(Entries from a dataset)
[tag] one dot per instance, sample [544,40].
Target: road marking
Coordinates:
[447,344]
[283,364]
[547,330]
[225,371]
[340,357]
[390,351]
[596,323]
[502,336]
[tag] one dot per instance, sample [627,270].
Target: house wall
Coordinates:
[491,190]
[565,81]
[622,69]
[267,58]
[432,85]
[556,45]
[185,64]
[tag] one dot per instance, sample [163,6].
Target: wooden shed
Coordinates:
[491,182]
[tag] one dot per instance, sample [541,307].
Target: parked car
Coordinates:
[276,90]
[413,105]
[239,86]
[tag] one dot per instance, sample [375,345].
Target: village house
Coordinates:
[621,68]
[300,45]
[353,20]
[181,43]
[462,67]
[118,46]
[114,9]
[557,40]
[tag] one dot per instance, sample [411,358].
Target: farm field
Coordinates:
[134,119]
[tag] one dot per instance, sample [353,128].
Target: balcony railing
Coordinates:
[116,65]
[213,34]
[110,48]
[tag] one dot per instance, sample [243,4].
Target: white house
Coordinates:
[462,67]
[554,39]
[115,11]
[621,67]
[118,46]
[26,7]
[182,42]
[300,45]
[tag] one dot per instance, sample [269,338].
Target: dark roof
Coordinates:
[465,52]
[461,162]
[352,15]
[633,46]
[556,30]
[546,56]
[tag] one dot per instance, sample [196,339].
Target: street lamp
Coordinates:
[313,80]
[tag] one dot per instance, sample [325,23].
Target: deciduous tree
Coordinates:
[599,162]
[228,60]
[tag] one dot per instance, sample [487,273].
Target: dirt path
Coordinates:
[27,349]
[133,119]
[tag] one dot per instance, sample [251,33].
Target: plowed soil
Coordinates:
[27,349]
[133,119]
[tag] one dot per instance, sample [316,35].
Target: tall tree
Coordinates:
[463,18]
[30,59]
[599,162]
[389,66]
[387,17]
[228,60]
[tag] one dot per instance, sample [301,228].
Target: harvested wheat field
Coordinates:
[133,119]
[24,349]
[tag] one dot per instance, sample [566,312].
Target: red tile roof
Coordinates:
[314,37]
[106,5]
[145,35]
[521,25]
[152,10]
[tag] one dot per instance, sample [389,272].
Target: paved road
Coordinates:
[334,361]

_Task to complete:_ Reproduce all of the entries above verbatim, keeping every line unchanged.

_Written response:_
[tag] one dot per instance, sample [544,40].
Target: road marking
Coordinates:
[447,344]
[283,364]
[547,330]
[225,371]
[340,357]
[390,351]
[596,323]
[502,336]
[tag] one dot per instance, sample [627,270].
Target: house wall
Coordinates:
[491,190]
[565,81]
[622,69]
[267,58]
[432,85]
[556,45]
[185,64]
[tag] one dot per instance, sample [163,6].
Target: wooden shed
Coordinates:
[491,182]
[tag] one dot per instance, sample [541,307].
Target: parked car
Coordinates:
[276,90]
[413,105]
[239,86]
[tag] one dot per instance, sample [375,345].
Target: village house
Coordinates:
[621,68]
[300,45]
[353,20]
[181,43]
[462,67]
[118,46]
[114,9]
[557,40]
[tag] one dot per instance, sample [411,358].
Target: farm field
Coordinates:
[134,119]
[tag] one dot per instance, sample [353,128].
Target: balcony railing
Coordinates:
[116,65]
[213,34]
[110,48]
[tag] one dot per instance, sample [243,4].
Target: white house
Coordinates:
[462,67]
[554,39]
[115,11]
[621,67]
[118,46]
[26,7]
[182,42]
[300,45]
[tag] one dot per instance, sample [269,338].
Target: dark roof
Coordinates:
[465,52]
[461,162]
[352,15]
[633,46]
[556,30]
[546,56]
[tag] one dot per instance, sample [196,339].
Target: street lamp
Coordinates:
[313,80]
[tag] one dot per instance, sample [325,23].
Target: deciduous tree
Coordinates:
[599,162]
[228,60]
[tag] one dot per instance, sample [487,273].
Target: dirt path
Coordinates:
[27,349]
[133,119]
[tag] one dot per instance, sample [251,33].
Target: plowed soil
Coordinates:
[27,349]
[133,119]
[tag] one dot per instance, sample [316,35].
Target: tall tree
Coordinates:
[463,18]
[30,59]
[599,162]
[389,66]
[387,17]
[228,60]
[tag] one dot per instance, sample [301,228].
Target: harvested wheat field
Coordinates:
[133,119]
[24,349]
[tag] one dot per instance, sample [566,312].
Target: red tile roof
Coordinates:
[314,37]
[106,5]
[145,35]
[521,25]
[152,10]
[tag] one dot per instance, sample [389,272].
Target: paved road
Coordinates:
[334,361]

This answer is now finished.